▶ [Your task]
Render all of the data below as a Markdown table with the columns "Number" and "Content," one row per line, numbered in order. Skip blank lines and omit the pictures.

▶ [Exercise input]

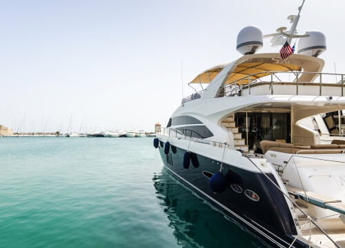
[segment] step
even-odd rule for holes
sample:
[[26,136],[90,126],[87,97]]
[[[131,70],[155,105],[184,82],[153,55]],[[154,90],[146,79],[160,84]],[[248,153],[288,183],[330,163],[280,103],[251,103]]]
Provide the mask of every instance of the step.
[[245,138],[234,138],[234,145],[246,145]]
[[235,122],[222,122],[221,125],[225,127],[236,127],[236,123]]
[[242,138],[242,134],[241,133],[233,132],[233,135],[234,136],[234,139]]
[[[297,206],[301,209],[302,211],[303,211],[304,213],[307,214],[307,211],[308,211],[308,207],[306,206],[305,205],[302,204],[302,203],[298,203],[298,202],[295,202],[295,203],[296,203],[297,205]],[[293,205],[293,207],[295,209],[295,212],[296,213],[296,215],[297,216],[304,216],[304,214],[303,214],[303,212],[299,210],[299,209],[298,207],[297,207],[295,205]]]
[[228,116],[221,121],[221,123],[226,122],[234,122],[234,118],[233,116]]
[[341,200],[334,199],[327,196],[306,191],[291,185],[285,185],[290,195],[295,196],[299,199],[309,202],[316,206],[335,211],[339,214],[345,214],[345,203]]
[[238,133],[238,127],[228,127],[228,130],[233,133]]
[[248,147],[248,145],[235,145],[235,148],[236,148],[236,149],[241,149],[244,152],[249,152]]

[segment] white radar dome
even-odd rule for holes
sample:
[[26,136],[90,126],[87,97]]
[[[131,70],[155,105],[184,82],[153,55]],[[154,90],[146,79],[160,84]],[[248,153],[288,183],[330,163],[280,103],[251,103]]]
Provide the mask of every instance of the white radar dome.
[[262,32],[257,26],[248,26],[239,31],[236,49],[243,55],[252,54],[262,48]]
[[309,32],[309,37],[298,41],[298,54],[319,56],[326,51],[326,37],[319,31]]

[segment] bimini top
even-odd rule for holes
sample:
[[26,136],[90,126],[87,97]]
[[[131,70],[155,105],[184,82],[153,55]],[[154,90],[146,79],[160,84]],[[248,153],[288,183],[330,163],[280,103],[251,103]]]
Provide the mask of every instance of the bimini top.
[[[248,75],[251,75],[250,81],[255,80],[268,75],[270,72],[321,72],[324,61],[322,59],[301,54],[292,54],[288,59],[283,61],[280,54],[274,53],[245,55],[230,63],[233,65],[230,70],[231,74],[224,84]],[[228,65],[228,63],[222,63],[206,70],[189,83],[210,83]],[[247,84],[248,79],[248,77],[244,79],[242,83]]]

▶ [Full response]
| Number | Content |
|---|---|
| 1 | [segment] step |
| 2 | even-odd rule for holes |
| 3 | sample: |
| 4 | [[26,136],[90,126],[87,97]] |
| 5 | [[[131,70],[155,105],[184,82],[153,55]],[[154,90],[146,79],[160,84]],[[248,153],[288,183],[330,163],[280,103],[251,103]]] |
| 6 | Provide the mask of every instance of the step. |
| 7 | [[245,138],[234,138],[234,145],[246,145]] |
| 8 | [[235,122],[222,122],[221,125],[225,127],[236,127],[236,123]] |
| 9 | [[242,138],[242,134],[241,133],[233,132],[233,135],[234,136],[234,139]] |
| 10 | [[[297,206],[301,209],[302,211],[303,211],[304,213],[307,214],[307,211],[308,211],[308,207],[306,206],[305,205],[302,204],[302,203],[298,203],[298,202],[295,202],[295,203],[296,203],[297,205]],[[293,205],[293,207],[295,209],[295,212],[296,213],[296,215],[297,216],[304,216],[304,214],[303,214],[303,212],[299,210],[299,209],[298,207],[297,207],[295,205]]] |
| 11 | [[228,116],[221,121],[221,123],[226,122],[234,122],[234,118],[233,116]] |
| 12 | [[341,200],[334,199],[327,196],[306,191],[291,185],[285,185],[290,195],[295,196],[299,199],[309,202],[316,206],[335,211],[339,214],[345,214],[345,203]] |
| 13 | [[238,133],[238,127],[228,127],[228,130],[233,133]] |
| 14 | [[248,147],[248,145],[235,145],[235,148],[236,148],[236,149],[241,149],[244,152],[249,152]] |
| 15 | [segment] white radar dome |
| 16 | even-odd rule for holes |
| 17 | sample: |
| 18 | [[26,136],[90,126],[87,97]] |
| 19 | [[[131,70],[155,105],[184,82],[153,55]],[[154,90],[146,79],[160,84]],[[248,153],[288,183],[330,163],[280,103],[251,103]]] |
| 20 | Provide the mask of every instance of the white radar dome. |
| 21 | [[262,32],[257,26],[248,26],[239,31],[236,49],[243,55],[252,54],[262,48]] |
| 22 | [[309,32],[309,37],[298,41],[298,54],[319,56],[326,51],[326,37],[319,31]] |
| 23 | [segment] bimini top |
| 24 | even-odd rule for holes |
| 25 | sample: |
| 26 | [[26,136],[90,126],[87,97]] |
| 27 | [[[131,70],[155,105],[184,82],[153,55]],[[154,90],[146,79],[160,84]],[[248,153],[288,183],[330,163],[280,103],[251,103]]] |
| 28 | Provide the mask of every instance of the bimini top. |
| 29 | [[[248,75],[251,75],[250,81],[255,80],[268,75],[270,72],[321,72],[324,61],[322,59],[301,54],[292,54],[288,59],[283,61],[280,54],[274,53],[245,55],[230,63],[233,65],[230,70],[231,74],[224,84]],[[228,65],[228,63],[222,63],[206,70],[189,83],[210,83]],[[247,84],[248,79],[248,77],[244,79],[242,83]]] |